- **Page text**

Barbara Bush is one of an increasing number of Republicans coming out in support of gay marriage. The list includes former Vice-President Dick Cheney, former United States Solicitor General Ted Olson, and former First Lady Laura Bush.

All I can say is, finally, finally, finally. The conservative Tea Party movement must be livid at Republicans for breaking rank from the established position of their spiritual leader. No, not Jesus, Sarah Palin. I bet if Sarah Palin passed out at a house party and someone drew a vagina on her face with a black sharpie, she'd rub bleach on her face just to make sure the 'gay gene' didn't infect her.

I don't understand why anyone opposes gay marriage. Opposing gay marriage doesn't make sense because gay people will be allowed to marry sooner or later regardless. Sure, the progress isn't as fast as I would like, but as the Swiss philosopher Henri Frederic Amiel once said, "A thousand things advance; nine hundred and ninety-nine retreat; that is progress." The United States is built on progress, that is what makes us great, or at least gives us the potential for greatness. Remember, we used to be a nation full of slaves. When the American people demand change, change comes. Back in the 1990s, we demanded a pizza with cheese in the crust, and dammit, we got pizza with cheese in the crust. That is real progress.

As recently as the 1960s, it was illegal for a black person to marry a white person in America. The 1883 Supreme Court case Pace v Alabama established the constitutionality of anti-miscegenation laws by claiming that since whites and blacks were punished in equal measure for breaking the law against interracial marriage, it did not violate the 14th Amendment. I wish I could have used that logic in high school. I would have cheated on my math AND English tests and it wouldn't have been wrong because I was treating every subject the same. It wasn't until the Supreme Court case Loving v. Virginia in 1967 that the ban on interracial marriage was lifted. And now you don't hear any political pundits railing on the evils of whites marrying blacks because, as we all know, interracial babies are the cutest babies in the world.

- **Saved items**

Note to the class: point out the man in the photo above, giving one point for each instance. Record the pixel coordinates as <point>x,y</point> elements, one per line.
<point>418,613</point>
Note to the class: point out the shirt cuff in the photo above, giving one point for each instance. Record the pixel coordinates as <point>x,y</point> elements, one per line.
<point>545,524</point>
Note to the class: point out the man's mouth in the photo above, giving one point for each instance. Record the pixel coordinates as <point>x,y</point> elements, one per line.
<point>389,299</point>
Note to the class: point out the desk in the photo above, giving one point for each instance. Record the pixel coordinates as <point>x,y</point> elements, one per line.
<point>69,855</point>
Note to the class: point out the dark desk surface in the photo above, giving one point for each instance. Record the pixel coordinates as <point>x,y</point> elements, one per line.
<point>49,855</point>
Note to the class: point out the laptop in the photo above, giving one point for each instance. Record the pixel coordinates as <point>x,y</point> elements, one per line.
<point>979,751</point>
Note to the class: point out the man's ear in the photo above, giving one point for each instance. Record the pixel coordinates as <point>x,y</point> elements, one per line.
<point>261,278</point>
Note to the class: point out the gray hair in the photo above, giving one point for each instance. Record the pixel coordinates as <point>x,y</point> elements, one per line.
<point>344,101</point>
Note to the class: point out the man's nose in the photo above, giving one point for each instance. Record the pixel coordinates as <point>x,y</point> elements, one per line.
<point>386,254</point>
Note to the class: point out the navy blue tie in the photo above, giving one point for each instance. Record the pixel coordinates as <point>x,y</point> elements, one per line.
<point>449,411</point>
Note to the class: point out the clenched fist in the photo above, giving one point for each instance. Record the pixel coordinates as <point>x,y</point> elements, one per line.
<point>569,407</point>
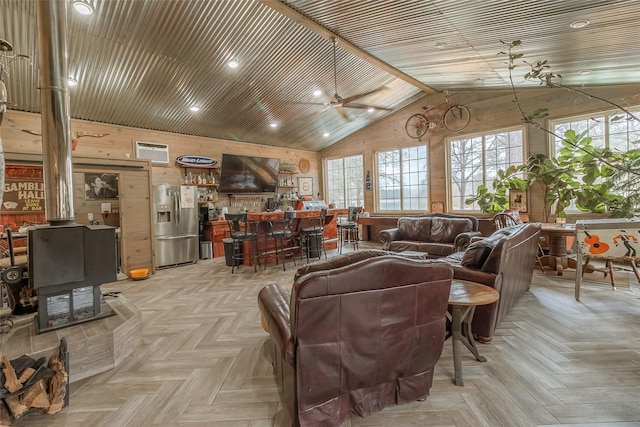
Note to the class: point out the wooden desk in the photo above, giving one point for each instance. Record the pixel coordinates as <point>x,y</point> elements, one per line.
<point>463,298</point>
<point>381,221</point>
<point>557,258</point>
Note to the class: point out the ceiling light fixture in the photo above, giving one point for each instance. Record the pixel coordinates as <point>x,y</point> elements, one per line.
<point>581,23</point>
<point>83,7</point>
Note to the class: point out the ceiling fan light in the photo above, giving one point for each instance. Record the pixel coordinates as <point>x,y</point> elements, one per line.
<point>83,7</point>
<point>580,23</point>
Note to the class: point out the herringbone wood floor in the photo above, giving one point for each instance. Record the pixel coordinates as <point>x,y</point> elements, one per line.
<point>554,361</point>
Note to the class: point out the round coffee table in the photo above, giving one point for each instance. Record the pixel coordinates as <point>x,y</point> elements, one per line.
<point>464,297</point>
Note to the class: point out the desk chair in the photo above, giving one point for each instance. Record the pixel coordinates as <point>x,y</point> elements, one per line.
<point>348,228</point>
<point>509,219</point>
<point>281,231</point>
<point>240,235</point>
<point>313,235</point>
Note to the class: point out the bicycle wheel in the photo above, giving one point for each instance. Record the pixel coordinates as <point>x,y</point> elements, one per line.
<point>456,118</point>
<point>416,126</point>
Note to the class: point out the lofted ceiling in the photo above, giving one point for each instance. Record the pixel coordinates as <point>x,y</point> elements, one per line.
<point>143,63</point>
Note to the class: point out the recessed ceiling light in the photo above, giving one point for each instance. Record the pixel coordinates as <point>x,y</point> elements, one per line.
<point>83,7</point>
<point>581,23</point>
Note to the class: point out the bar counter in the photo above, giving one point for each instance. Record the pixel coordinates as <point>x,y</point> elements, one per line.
<point>216,231</point>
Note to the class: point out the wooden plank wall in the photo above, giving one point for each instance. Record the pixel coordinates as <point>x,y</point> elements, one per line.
<point>490,110</point>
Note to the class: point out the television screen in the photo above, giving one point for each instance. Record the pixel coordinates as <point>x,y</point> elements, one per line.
<point>246,174</point>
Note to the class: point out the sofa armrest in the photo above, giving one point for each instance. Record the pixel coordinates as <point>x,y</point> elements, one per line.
<point>389,235</point>
<point>273,301</point>
<point>462,240</point>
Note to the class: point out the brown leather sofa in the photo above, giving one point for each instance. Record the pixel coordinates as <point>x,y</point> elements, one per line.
<point>437,234</point>
<point>505,261</point>
<point>356,333</point>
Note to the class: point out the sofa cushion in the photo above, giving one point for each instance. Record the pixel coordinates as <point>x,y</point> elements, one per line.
<point>445,230</point>
<point>415,228</point>
<point>477,253</point>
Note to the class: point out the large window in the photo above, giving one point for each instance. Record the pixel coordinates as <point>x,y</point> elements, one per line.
<point>345,183</point>
<point>402,179</point>
<point>475,160</point>
<point>608,129</point>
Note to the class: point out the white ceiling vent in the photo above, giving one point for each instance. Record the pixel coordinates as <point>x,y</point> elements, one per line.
<point>157,153</point>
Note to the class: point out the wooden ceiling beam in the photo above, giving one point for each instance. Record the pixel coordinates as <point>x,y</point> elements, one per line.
<point>299,18</point>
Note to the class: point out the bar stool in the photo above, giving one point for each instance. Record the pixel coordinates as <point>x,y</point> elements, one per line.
<point>313,235</point>
<point>283,236</point>
<point>348,229</point>
<point>241,235</point>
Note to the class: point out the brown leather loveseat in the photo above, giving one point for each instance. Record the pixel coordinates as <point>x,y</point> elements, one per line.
<point>505,261</point>
<point>356,333</point>
<point>437,234</point>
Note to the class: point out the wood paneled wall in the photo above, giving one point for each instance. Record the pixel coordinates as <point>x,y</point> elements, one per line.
<point>490,110</point>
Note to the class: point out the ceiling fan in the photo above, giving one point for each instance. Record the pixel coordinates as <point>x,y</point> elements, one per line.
<point>339,103</point>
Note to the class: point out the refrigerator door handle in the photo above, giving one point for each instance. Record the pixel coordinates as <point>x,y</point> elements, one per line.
<point>176,206</point>
<point>182,236</point>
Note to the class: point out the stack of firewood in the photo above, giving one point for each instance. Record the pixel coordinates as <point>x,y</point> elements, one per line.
<point>27,383</point>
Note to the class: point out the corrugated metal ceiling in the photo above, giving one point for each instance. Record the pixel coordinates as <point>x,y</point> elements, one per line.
<point>142,63</point>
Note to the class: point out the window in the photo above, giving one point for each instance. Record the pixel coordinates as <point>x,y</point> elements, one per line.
<point>402,179</point>
<point>475,160</point>
<point>609,129</point>
<point>345,183</point>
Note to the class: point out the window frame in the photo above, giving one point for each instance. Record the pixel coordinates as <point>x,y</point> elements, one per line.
<point>377,181</point>
<point>483,135</point>
<point>325,179</point>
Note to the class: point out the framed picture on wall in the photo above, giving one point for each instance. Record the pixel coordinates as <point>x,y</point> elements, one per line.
<point>101,186</point>
<point>305,186</point>
<point>518,200</point>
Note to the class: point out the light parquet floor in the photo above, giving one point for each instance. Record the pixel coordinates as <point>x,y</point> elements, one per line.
<point>553,361</point>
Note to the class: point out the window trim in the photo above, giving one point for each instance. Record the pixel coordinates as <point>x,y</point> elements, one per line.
<point>447,171</point>
<point>376,180</point>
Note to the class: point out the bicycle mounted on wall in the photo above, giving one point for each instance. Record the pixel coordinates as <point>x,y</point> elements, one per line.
<point>454,117</point>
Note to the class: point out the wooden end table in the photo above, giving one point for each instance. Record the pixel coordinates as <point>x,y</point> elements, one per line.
<point>463,298</point>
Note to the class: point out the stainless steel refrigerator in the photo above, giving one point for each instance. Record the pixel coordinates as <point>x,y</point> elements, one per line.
<point>175,215</point>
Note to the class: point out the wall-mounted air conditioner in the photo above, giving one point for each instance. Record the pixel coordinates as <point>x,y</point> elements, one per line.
<point>157,153</point>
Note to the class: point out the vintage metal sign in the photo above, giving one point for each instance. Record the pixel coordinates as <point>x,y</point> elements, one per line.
<point>193,160</point>
<point>23,195</point>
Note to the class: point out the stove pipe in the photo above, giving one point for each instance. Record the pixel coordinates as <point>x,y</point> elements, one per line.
<point>54,106</point>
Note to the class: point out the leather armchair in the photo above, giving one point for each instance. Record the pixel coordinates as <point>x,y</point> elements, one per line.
<point>438,234</point>
<point>504,261</point>
<point>356,335</point>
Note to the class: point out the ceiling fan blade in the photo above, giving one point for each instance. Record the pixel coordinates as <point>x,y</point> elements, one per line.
<point>343,113</point>
<point>352,105</point>
<point>362,95</point>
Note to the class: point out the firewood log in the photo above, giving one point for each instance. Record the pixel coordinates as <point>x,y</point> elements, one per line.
<point>26,374</point>
<point>11,382</point>
<point>57,385</point>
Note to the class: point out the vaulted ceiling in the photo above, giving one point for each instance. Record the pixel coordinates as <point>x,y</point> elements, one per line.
<point>143,63</point>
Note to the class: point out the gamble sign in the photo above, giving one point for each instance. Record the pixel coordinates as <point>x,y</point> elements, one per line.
<point>23,195</point>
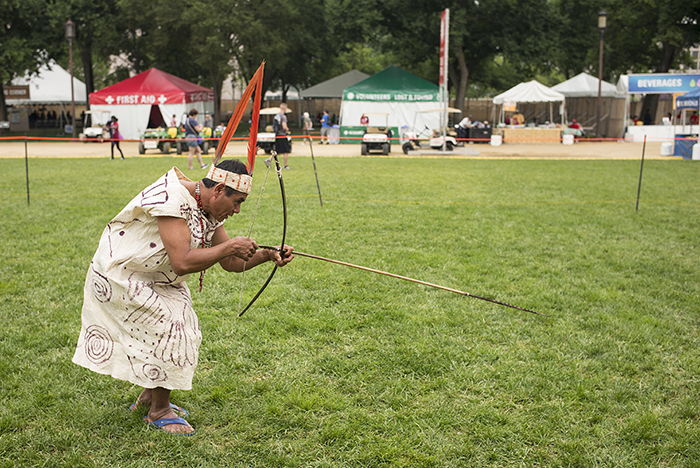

- **Things to do**
**1.** In the gay marriage commentary, which 1967 Supreme Court case lifted the ban on interracial marriage?
**2.** Reproduce the gay marriage commentary from "As recently as" to "in the world.".
The records have nothing to do with this.

- **Expected outputs**
**1.** Loving v. Virginia

**2.**
As recently as the 1960s, it was illegal for a black person to marry a white person in America. The 1883 Supreme Court case Pace v Alabama established the constitutionality of anti-miscegenation laws by claiming that since whites and blacks were punished in equal measure for breaking the law against interracial marriage, it did not violate the 14th Amendment. I wish I could have used that logic in high school. I would have cheated on my math AND English tests and it wouldn't have been wrong because I was treating every subject the same. It wasn't until the Supreme Court case Loving v. Virginia in 1967 that the ban on interracial marriage was lifted. And now you don't hear any political pundits railing on the evils of whites marrying blacks because, as we all know, interracial babies are the cutest babies in the world.